_Défis_
a. Reproduisez intégralement le texte sur l'hommage à Simone Veil.
b. Rapportez chaque ligne des enregistrements qui contient la chaîne « plant ».

#### Texte à lire ####

Catherine Nay rend hommage à Simone Veil au lendemain de sa mort. 

Bonjour Catherine,

Bonjour Sébastien, bonjour à tous...

Une émotion sincère a submergé la France hier, à l'annonce du décès de Simone Veil... Les uns saluant la rescapée des camps, sa lutte contre le racisme et l'anti-sémitisme... les autres énumérant ses combats, le féminisme, la dépénalisation de l'avortement, l'Europe, la justice sociale... Et pour vous, Catherine Nay ?

On ne choisit pas dans le parcours de cette femme d'exception...  parce que toutes ses causes, ses combats, sont indissociables d'elle... D'une force de caractère inouïe, inhérente à sa personnalité... Et ce n'est pas son face à face avec le mal absolu à Auschwitz qui l'avait forgée... Simone Veil est née rebelle... Elle-même l'a dit : il fallait du caractère, de l'agressivité pour résister dans les camps, pour survivre, pour protéger sa sœur, sa mère adorée, morte du typhus, 15 jours avant la libération du camp par les Anglais... sa mère, dont elle avait hérité la beauté, la droiture et qui conseillait à ses filles d'avoir un métier, d'être indépendante...

Vous parlez de sa beauté, de son physique...

#### Contenu des données ####

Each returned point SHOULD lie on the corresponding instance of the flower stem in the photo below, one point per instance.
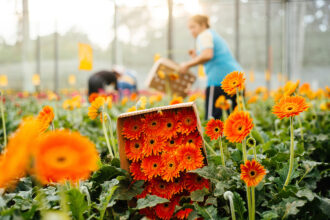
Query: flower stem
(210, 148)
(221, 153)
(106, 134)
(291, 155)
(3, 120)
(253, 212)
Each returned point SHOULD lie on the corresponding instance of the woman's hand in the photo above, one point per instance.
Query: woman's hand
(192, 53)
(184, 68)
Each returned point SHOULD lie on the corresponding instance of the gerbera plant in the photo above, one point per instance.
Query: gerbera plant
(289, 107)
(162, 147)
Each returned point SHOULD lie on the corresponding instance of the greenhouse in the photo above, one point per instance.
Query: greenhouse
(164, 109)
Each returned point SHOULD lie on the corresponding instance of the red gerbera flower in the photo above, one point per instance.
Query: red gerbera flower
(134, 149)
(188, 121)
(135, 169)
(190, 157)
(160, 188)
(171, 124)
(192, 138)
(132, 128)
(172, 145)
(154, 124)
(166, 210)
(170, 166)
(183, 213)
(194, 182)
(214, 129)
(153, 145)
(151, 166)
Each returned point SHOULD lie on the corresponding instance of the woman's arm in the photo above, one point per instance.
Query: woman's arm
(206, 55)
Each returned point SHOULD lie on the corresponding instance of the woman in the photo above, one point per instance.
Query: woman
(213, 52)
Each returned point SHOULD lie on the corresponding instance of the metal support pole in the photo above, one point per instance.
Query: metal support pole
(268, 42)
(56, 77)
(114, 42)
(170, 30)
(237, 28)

####

_Résultats_
a.
Catherine Nay rend hommage à Simone Veil au lendemain de sa mort. 

Bonjour Catherine,

Bonjour Sébastien, bonjour à tous...

Une émotion sincère a submergé la France hier, à l'annonce du décès de Simone Veil... Les uns saluant la rescapée des camps, sa lutte contre le racisme et l'anti-sémitisme... les autres énumérant ses combats, le féminisme, la dépénalisation de l'avortement, l'Europe, la justice sociale... Et pour vous, Catherine Nay ?

On ne choisit pas dans le parcours de cette femme d'exception...  parce que toutes ses causes, ses combats, sont indissociables d'elle... D'une force de caractère inouïe, inhérente à sa personnalité... Et ce n'est pas son face à face avec le mal absolu à Auschwitz qui l'avait forgée... Simone Veil est née rebelle... Elle-même l'a dit : il fallait du caractère, de l'agressivité pour résister dans les camps, pour survivre, pour protéger sa sœur, sa mère adorée, morte du typhus, 15 jours avant la libération du camp par les Anglais... sa mère, dont elle avait hérité la beauté, la droiture et qui conseillait à ses filles d'avoir un métier, d'être indépendante...

Vous parlez de sa beauté, de son physique...

b.
Each returned point SHOULD lie on the corresponding instance of the gerbera plant in the photo above, one point per instance.
Query: gerbera plant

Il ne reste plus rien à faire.